§ Problems and tasks
A. Answer these about the blog post on Mary Oliver's poetry, one answer per line, marked the same way:
(i) Who sent the writer gifts of Oliver's poetry?
(ii) In which park did the writer dream of lying in a pasture of wildflowers?
(iii) What is the title of the Oliver poem quoted in the post?
B. From the blog post on Mary Oliver's poetry, print word for word the passage that begins at the words "Geese in flight, Mark" and stops after the words "any moment now.".

━━━ Source text ━━━

Thursday, July 28, 2011

Back to Mary Oliver's Poetry

Geese in flight, Mark Ward in Wayne, flickr photo.

Whenever I think of life and death, which happens, I turn to Mary Oliver, a favorite poet. I thank my cousin Kathy Curro for this; she sent me gifts of Oliver's poetry when I was a PCV in Ukraine. I cherish these books. I keep them next to my bed, to browse through while I’m awaiting sleep, sometimes long in coming. Maybe it's being 71 and awaiting the birth of a new grandson, Michelle's fourth child, any moment now.

When my mind won’t shut down, I read a Mary Oliver poem, close my eyes, and focus on the images she so joyfully creates with words. She literally paints pictures with words. Art to contemplate, comfort, invigorate. Last night I dreamt I was lying in a pasture of wildflowers at Wildwood Metropark in Toledo, covered with wild grasses and daisies. Getting ready to push up the daisies? Or just recalling Oliver’s images in my sleep?

Messenger By Mary Oliver
My work is loving the world.
Here the sunflowers, there the hummingbird—
equal seekers of sweetness.
Here the quickening yeast; there the blue plums.

━━━ Data excerpt ━━━

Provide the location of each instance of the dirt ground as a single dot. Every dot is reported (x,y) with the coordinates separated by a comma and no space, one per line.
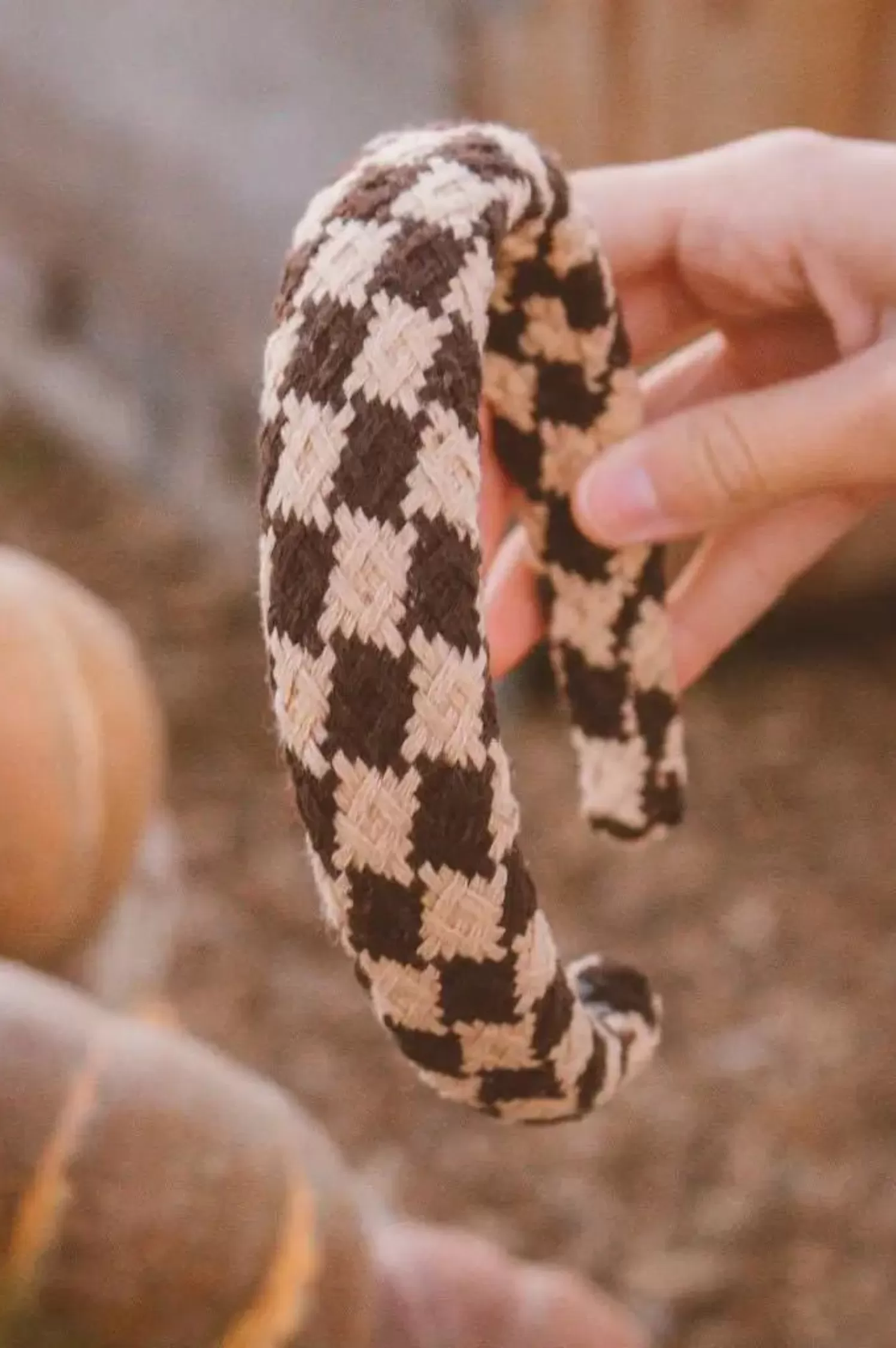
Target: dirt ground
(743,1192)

━━━

§ Task-by-task answers
A.
(i) The writer's cousin, Kathy Curro.
(ii) Wildwood Metropark in Toledo.
(iii) "Messenger."

B.
Geese in flight, Mark Ward in Wayne, flickr photo.

Whenever I think of life and death, which happens, I turn to Mary Oliver, a favorite poet. I thank my cousin Kathy Curro for this; she sent me gifts of Oliver's poetry when I was a PCV in Ukraine. I cherish these books. I keep them next to my bed, to browse through while I’m awaiting sleep, sometimes long in coming. Maybe it's being 71 and awaiting the birth of a new grandson, Michelle's fourth child, any moment now.